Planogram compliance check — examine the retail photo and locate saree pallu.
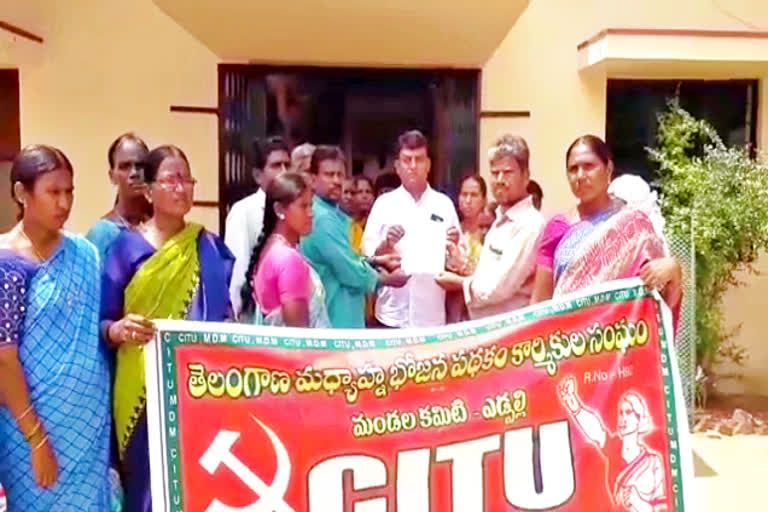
[102,224,234,512]
[0,234,110,512]
[554,206,664,297]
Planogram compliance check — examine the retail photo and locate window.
[0,69,21,232]
[219,64,479,232]
[606,80,757,180]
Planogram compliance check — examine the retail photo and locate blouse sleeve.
[0,260,29,348]
[536,215,571,270]
[277,250,312,304]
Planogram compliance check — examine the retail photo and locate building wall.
[480,0,768,394]
[11,0,218,232]
[6,0,768,391]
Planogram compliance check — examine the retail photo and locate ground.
[693,396,768,512]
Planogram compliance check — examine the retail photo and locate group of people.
[0,131,681,512]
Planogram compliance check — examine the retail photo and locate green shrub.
[648,100,768,362]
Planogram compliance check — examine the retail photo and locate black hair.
[142,144,191,183]
[308,144,347,174]
[373,172,400,197]
[251,137,291,169]
[107,132,149,169]
[459,174,488,199]
[525,180,544,199]
[488,133,531,172]
[240,171,309,313]
[565,135,613,167]
[11,144,75,218]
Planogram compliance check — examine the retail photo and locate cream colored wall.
[480,0,768,394]
[13,0,218,232]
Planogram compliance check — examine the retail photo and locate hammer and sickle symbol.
[200,415,295,512]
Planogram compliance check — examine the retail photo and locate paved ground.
[693,434,768,512]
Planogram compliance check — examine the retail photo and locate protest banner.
[146,280,693,512]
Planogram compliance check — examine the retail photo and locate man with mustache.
[436,135,544,319]
[301,145,408,328]
[363,130,460,328]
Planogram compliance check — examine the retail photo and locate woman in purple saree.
[102,146,234,512]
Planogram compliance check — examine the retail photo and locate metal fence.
[669,232,696,418]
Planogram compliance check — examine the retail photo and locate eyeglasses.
[155,178,197,190]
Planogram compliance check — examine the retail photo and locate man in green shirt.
[301,146,408,328]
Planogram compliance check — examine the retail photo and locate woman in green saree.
[102,146,234,512]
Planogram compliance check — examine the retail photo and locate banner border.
[145,278,693,512]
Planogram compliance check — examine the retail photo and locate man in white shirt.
[437,135,544,319]
[224,137,291,318]
[363,130,459,328]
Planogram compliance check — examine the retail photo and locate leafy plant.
[648,99,768,366]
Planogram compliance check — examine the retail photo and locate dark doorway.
[606,80,757,180]
[0,69,21,232]
[219,64,480,232]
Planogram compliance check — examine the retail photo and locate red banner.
[147,282,691,512]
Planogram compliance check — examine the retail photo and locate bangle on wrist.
[14,404,32,423]
[32,434,48,452]
[24,419,43,443]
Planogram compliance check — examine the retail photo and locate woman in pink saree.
[531,135,681,308]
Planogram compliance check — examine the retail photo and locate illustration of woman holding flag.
[557,375,668,512]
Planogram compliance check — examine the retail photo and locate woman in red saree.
[531,135,681,308]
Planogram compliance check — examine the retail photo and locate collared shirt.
[301,196,379,328]
[363,186,460,327]
[224,189,267,317]
[464,196,544,319]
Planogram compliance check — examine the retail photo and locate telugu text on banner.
[147,280,693,512]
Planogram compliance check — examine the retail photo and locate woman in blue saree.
[86,133,152,262]
[102,146,234,512]
[0,146,110,512]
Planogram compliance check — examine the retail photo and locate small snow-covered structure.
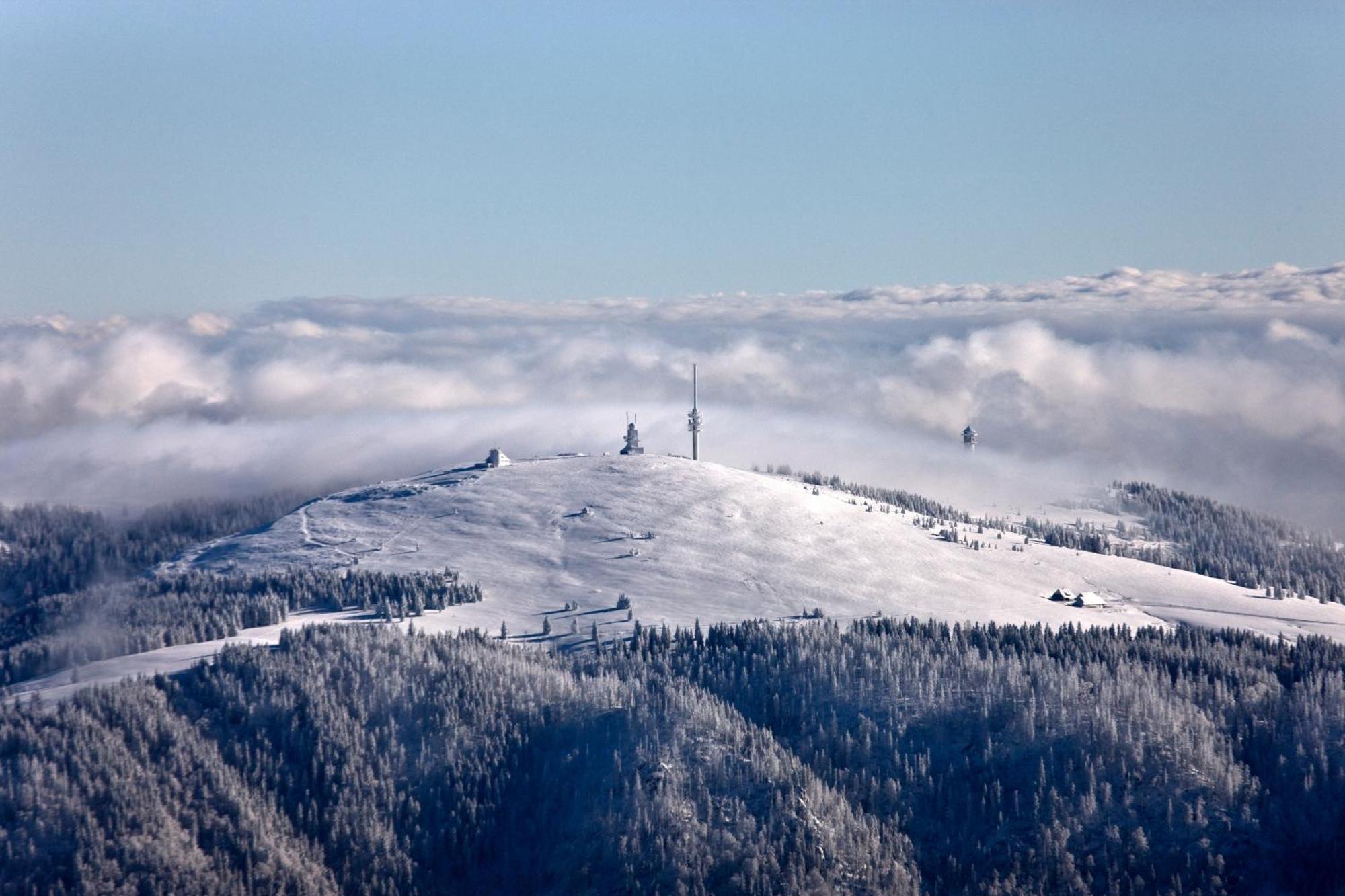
[621,418,644,455]
[1071,591,1107,607]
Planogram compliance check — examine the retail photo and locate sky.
[0,0,1345,533]
[0,0,1345,319]
[7,263,1345,533]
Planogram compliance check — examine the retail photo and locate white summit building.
[621,417,644,455]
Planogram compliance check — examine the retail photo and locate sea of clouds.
[0,265,1345,532]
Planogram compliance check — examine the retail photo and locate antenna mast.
[686,364,701,460]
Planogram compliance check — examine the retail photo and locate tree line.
[0,619,1345,895]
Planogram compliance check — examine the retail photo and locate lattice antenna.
[686,364,701,460]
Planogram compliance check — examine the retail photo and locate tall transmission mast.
[686,364,701,460]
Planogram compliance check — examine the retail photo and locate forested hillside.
[0,493,303,607]
[0,620,1345,893]
[1114,482,1345,603]
[0,569,482,688]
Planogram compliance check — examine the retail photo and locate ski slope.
[179,456,1345,638]
[11,455,1345,697]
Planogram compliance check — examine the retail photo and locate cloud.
[0,265,1345,529]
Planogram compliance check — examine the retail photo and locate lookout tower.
[686,364,701,460]
[621,414,644,455]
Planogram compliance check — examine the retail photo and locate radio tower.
[686,364,701,460]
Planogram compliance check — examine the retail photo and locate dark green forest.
[0,620,1345,893]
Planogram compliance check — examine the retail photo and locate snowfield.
[12,455,1345,696]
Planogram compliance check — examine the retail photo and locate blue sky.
[0,0,1345,316]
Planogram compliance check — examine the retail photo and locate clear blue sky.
[0,0,1345,316]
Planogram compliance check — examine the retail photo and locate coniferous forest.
[0,619,1345,893]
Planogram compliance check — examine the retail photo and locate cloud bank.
[0,265,1345,532]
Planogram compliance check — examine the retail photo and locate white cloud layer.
[0,265,1345,532]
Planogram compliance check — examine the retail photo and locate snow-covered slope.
[182,456,1345,638]
[9,456,1345,698]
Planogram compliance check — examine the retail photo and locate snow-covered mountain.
[180,456,1345,639]
[11,455,1345,698]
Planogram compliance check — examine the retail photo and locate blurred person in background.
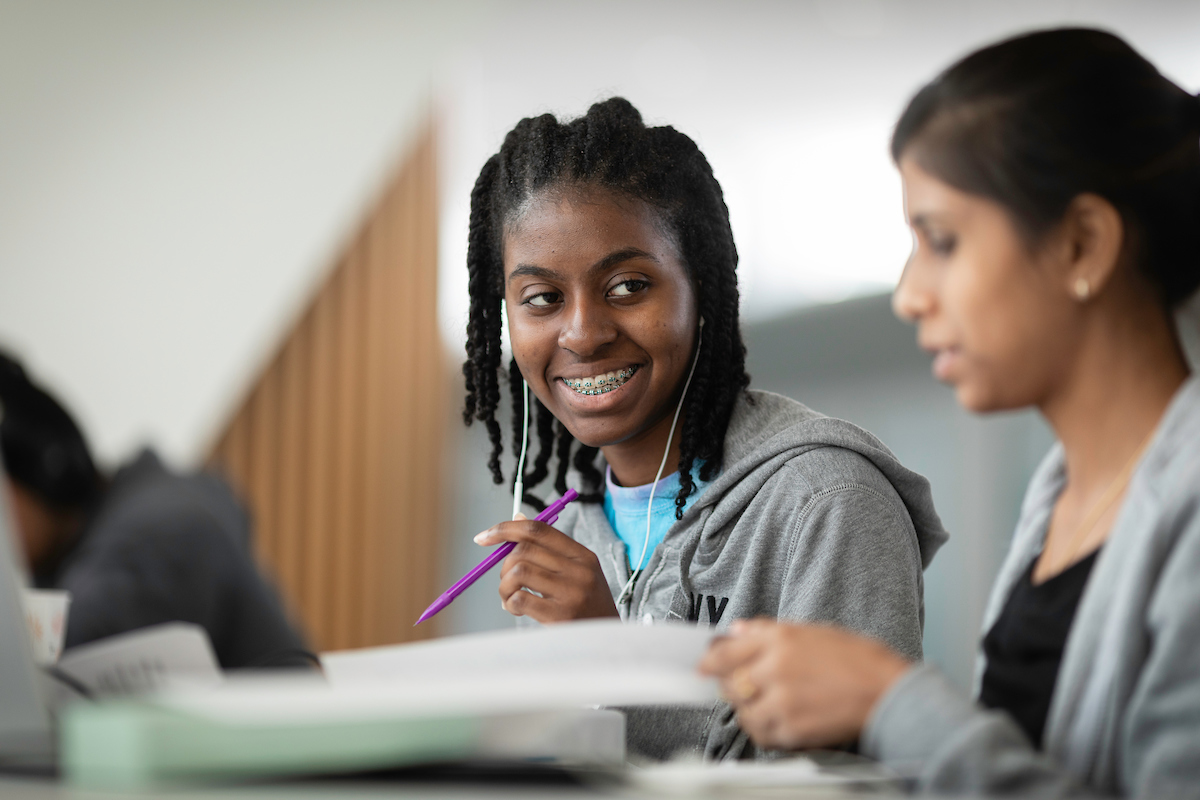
[0,353,312,669]
[702,30,1200,798]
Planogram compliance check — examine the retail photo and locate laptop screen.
[0,450,50,765]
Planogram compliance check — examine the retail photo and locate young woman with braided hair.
[702,29,1200,798]
[463,98,946,758]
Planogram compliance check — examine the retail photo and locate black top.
[979,551,1099,747]
[35,451,307,669]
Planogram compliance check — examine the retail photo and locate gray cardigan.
[863,378,1200,798]
[544,391,946,759]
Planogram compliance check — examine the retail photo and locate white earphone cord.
[512,378,529,519]
[617,317,704,603]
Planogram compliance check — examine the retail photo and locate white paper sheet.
[59,622,221,697]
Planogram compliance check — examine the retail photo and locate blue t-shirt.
[604,464,712,570]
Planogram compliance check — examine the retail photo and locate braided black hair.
[462,97,750,518]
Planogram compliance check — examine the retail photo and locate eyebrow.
[505,247,659,291]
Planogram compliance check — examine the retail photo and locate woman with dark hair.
[0,351,313,669]
[463,98,946,758]
[702,30,1200,798]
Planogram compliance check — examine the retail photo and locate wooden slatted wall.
[211,123,448,650]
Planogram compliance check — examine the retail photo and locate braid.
[463,97,750,518]
[554,422,575,494]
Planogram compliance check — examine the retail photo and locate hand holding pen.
[416,489,599,625]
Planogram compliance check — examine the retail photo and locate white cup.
[22,589,71,666]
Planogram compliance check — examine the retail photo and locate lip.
[552,362,646,413]
[930,347,962,381]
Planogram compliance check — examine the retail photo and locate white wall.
[0,0,1200,474]
[0,0,486,462]
[439,0,1200,347]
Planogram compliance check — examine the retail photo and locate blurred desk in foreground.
[0,753,902,800]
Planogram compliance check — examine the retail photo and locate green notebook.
[60,700,472,788]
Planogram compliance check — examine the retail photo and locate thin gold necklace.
[1046,426,1158,579]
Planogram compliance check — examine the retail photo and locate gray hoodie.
[863,378,1200,798]
[544,391,947,759]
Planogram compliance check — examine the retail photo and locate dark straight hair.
[462,97,750,517]
[892,28,1200,308]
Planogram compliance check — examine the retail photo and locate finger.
[504,591,568,622]
[500,561,562,606]
[736,691,781,747]
[700,637,766,676]
[475,519,580,557]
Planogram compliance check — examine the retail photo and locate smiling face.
[504,187,698,469]
[893,156,1081,411]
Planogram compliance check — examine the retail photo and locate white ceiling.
[0,0,1200,462]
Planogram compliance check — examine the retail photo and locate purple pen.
[413,489,580,627]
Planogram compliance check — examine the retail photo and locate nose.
[558,299,617,359]
[892,257,935,323]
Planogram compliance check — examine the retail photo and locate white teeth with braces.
[563,367,637,395]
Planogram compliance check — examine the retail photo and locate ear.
[1061,193,1126,302]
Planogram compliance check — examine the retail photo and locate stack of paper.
[61,621,716,786]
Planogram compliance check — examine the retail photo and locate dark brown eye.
[608,281,647,297]
[524,291,562,308]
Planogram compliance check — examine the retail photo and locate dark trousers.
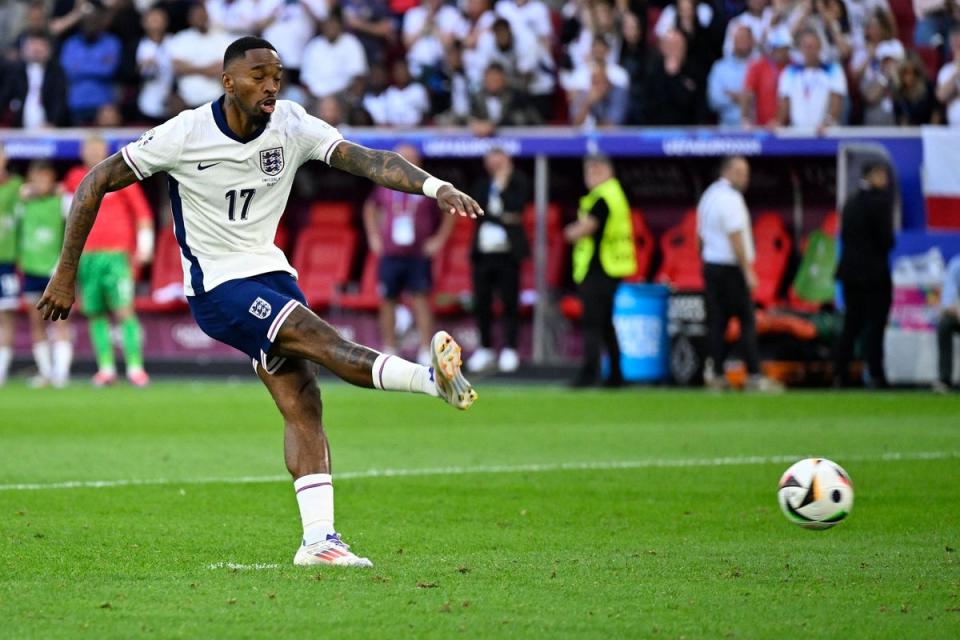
[577,269,623,383]
[937,313,960,385]
[833,282,893,386]
[473,253,520,349]
[703,263,760,376]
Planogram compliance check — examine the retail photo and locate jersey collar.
[210,96,267,144]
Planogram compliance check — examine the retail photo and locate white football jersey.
[121,98,343,296]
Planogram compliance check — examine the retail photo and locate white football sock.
[373,353,440,396]
[52,340,73,384]
[0,347,13,384]
[293,473,336,545]
[33,340,53,380]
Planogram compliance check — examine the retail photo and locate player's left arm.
[37,153,137,320]
[330,140,483,218]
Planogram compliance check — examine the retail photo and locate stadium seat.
[293,227,357,309]
[624,209,653,282]
[338,251,380,311]
[135,224,187,312]
[656,209,703,291]
[307,202,353,229]
[753,211,793,307]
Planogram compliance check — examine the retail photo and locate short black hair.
[223,36,276,69]
[860,160,890,178]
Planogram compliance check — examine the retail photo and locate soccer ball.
[777,458,853,529]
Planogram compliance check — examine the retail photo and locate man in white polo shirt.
[777,29,847,133]
[697,156,782,391]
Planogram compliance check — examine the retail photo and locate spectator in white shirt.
[169,4,235,108]
[403,0,469,77]
[260,0,329,83]
[777,29,847,133]
[496,0,553,51]
[363,58,430,127]
[697,156,782,391]
[723,0,773,56]
[300,9,367,98]
[137,6,173,122]
[205,0,262,37]
[937,26,960,127]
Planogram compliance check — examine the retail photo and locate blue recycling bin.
[613,283,670,382]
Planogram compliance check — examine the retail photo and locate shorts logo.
[260,147,283,176]
[250,298,273,320]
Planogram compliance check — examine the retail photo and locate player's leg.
[0,309,14,386]
[50,320,73,388]
[467,255,496,371]
[377,256,400,354]
[27,303,53,387]
[257,358,371,566]
[77,253,117,387]
[269,305,477,409]
[406,258,433,366]
[0,263,20,385]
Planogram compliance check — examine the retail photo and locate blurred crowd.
[0,0,960,135]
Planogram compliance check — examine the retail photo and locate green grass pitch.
[0,383,960,639]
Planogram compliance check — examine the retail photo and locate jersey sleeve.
[291,103,343,164]
[120,111,190,180]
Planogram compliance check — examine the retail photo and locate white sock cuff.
[293,473,333,495]
[372,353,396,391]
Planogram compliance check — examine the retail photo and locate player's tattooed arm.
[37,153,137,320]
[330,141,483,218]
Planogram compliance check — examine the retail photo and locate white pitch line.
[0,451,960,491]
[207,562,280,571]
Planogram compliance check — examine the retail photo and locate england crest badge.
[260,147,283,176]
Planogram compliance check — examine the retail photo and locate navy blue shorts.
[23,274,50,299]
[377,256,433,300]
[187,271,306,373]
[0,262,20,311]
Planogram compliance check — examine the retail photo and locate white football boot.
[293,533,373,567]
[430,331,477,410]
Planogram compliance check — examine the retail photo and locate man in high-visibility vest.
[563,155,637,387]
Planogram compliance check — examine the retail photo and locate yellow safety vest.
[573,178,637,284]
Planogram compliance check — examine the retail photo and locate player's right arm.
[37,153,137,320]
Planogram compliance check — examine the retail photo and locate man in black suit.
[0,33,70,129]
[467,148,531,372]
[834,162,894,388]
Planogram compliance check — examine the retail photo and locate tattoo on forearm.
[330,142,430,193]
[60,153,137,271]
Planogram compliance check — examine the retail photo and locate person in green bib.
[0,142,23,386]
[563,155,637,387]
[16,160,73,387]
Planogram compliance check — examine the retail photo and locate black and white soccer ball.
[777,458,853,529]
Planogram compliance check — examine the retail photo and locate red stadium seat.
[136,224,187,312]
[307,202,353,229]
[753,211,793,307]
[338,251,380,311]
[656,209,703,291]
[624,209,653,282]
[293,228,357,309]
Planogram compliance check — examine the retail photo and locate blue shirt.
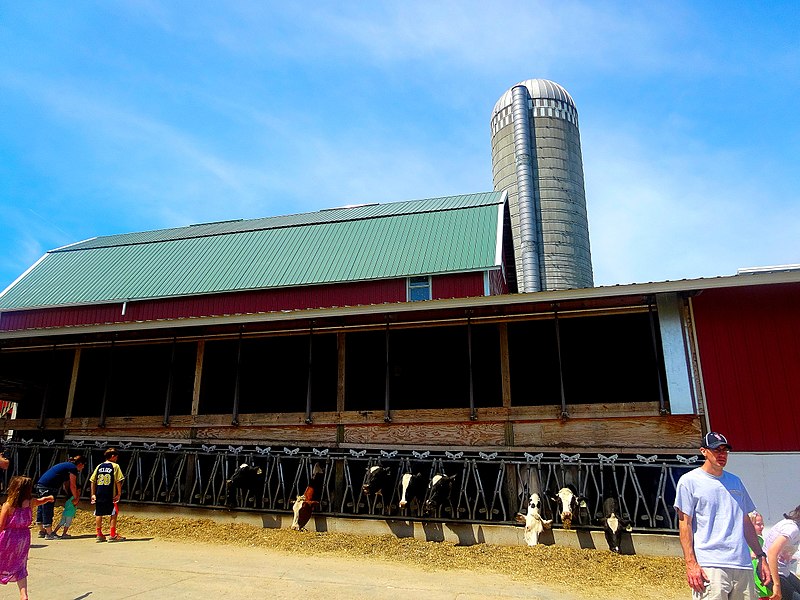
[675,468,756,570]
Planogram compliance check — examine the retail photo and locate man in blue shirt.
[35,454,86,540]
[675,431,769,600]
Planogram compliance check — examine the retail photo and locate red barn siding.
[0,279,406,331]
[692,284,800,452]
[431,271,484,300]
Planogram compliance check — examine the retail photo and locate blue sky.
[0,0,800,289]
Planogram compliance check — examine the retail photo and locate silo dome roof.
[492,79,577,116]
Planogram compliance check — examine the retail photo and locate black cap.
[702,431,732,450]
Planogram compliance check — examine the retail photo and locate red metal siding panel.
[692,284,800,452]
[0,279,406,331]
[431,271,483,300]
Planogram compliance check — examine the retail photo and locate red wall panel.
[431,271,483,300]
[692,284,800,452]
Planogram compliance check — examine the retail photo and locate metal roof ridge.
[47,191,504,254]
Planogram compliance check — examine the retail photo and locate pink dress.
[0,506,33,584]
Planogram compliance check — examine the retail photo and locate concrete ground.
[21,535,578,600]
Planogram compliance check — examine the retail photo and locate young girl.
[0,476,54,600]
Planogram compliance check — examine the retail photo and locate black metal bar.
[383,321,392,423]
[553,307,569,419]
[467,317,478,421]
[647,301,667,415]
[163,338,177,427]
[231,329,242,425]
[98,340,114,427]
[306,325,314,425]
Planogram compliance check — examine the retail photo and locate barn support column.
[656,293,698,415]
[305,325,314,425]
[497,323,511,408]
[192,340,206,417]
[163,338,177,427]
[231,327,242,427]
[64,346,81,419]
[553,305,569,419]
[467,317,478,421]
[383,321,392,423]
[97,340,114,427]
[647,302,667,415]
[37,346,56,429]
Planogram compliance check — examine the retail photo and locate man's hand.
[686,561,709,594]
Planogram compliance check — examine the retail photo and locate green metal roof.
[0,192,503,310]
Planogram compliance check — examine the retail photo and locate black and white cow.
[548,485,588,530]
[225,463,264,508]
[603,498,633,554]
[423,474,456,513]
[292,463,325,531]
[398,473,427,510]
[361,465,392,513]
[517,492,553,546]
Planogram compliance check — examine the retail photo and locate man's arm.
[69,473,81,506]
[744,514,772,586]
[675,508,708,593]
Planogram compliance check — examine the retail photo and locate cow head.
[548,485,586,530]
[424,474,456,512]
[361,465,392,495]
[603,498,631,554]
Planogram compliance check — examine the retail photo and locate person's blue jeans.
[33,485,58,528]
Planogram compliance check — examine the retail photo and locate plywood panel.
[514,415,702,452]
[344,422,505,448]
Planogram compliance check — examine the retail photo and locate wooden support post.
[64,347,81,419]
[336,333,347,414]
[497,323,511,408]
[192,340,206,417]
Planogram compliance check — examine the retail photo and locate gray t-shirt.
[675,468,756,569]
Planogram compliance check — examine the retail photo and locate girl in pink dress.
[0,476,54,600]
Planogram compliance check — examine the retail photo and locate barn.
[0,192,800,531]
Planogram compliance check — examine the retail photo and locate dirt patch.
[61,508,689,600]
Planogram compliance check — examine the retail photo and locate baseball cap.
[701,431,733,450]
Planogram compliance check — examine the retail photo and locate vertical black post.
[231,328,242,425]
[163,338,176,427]
[647,300,667,415]
[383,321,392,423]
[467,317,478,421]
[98,340,114,427]
[553,306,569,419]
[37,344,56,429]
[306,325,314,425]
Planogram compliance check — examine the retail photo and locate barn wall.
[692,284,800,452]
[431,271,484,300]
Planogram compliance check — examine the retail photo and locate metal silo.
[491,79,594,292]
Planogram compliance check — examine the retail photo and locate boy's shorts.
[58,517,75,527]
[94,500,117,517]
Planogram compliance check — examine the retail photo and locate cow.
[517,492,553,546]
[423,474,456,513]
[292,463,325,531]
[398,473,427,510]
[548,485,587,531]
[361,465,392,512]
[225,463,264,509]
[603,498,633,554]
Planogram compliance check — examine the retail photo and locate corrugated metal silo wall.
[692,284,800,452]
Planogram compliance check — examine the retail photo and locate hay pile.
[56,508,689,600]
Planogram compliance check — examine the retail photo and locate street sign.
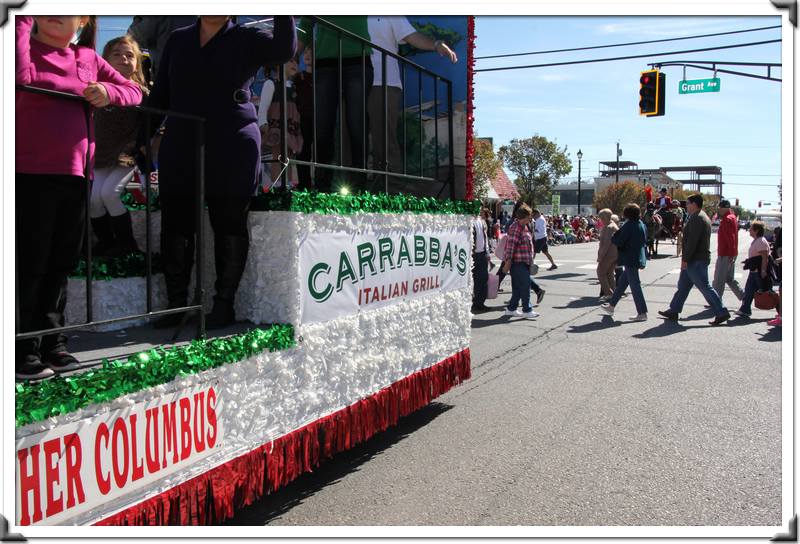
[678,77,719,94]
[551,195,561,215]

^^^^^^^^^^^^^^^^

_What the task requires_. Scale the records down, copying every line from the one holding "wooden slatted wall." through the one holding "[475,519,580,557]", inclusive, with the requests included. Multiply each bounding-box coordinate in the answers by 0.3 and round to whole numbers, halves rounding up.

_Finished exercise_.
Planogram compliance check — examine the retail photo and locate wooden slatted wall.
[63,37,134,195]
Planogram compliance check — examine the retail photo and locate braid.
[139,29,225,155]
[166,127,173,148]
Planogram compliance check — examine the retail photo and locate hand holding pen.
[125,147,180,188]
Planogram compliance check — examine the retail photo and locate white cup.
[7,177,21,200]
Planogram compliance check — examine the retail photo and locate lip.
[166,109,194,124]
[279,104,289,114]
Planogram compliance check — examine the retail photo and locate white wall.
[0,0,360,142]
[0,0,146,139]
[132,0,360,104]
Planogram compliance check — examine the retail photo and locate blurred desk in foreground.
[0,226,271,240]
Planogram compliance check — examine the retail photo and locate green notebook.
[18,210,142,236]
Planogram compliance check — examine the retail photo and locate thin gold necklace.
[314,128,347,174]
Planogram compliance check — examine the retail photo and locate gray hoodie.
[259,113,360,239]
[163,117,284,228]
Planogram compliance check — examine the retail photo and locate dark straight hair.
[139,29,225,155]
[268,8,360,92]
Planogram compliance check — examine the retail photo and locate finger.
[151,177,170,187]
[150,168,169,182]
[221,207,234,224]
[210,191,230,203]
[143,156,174,167]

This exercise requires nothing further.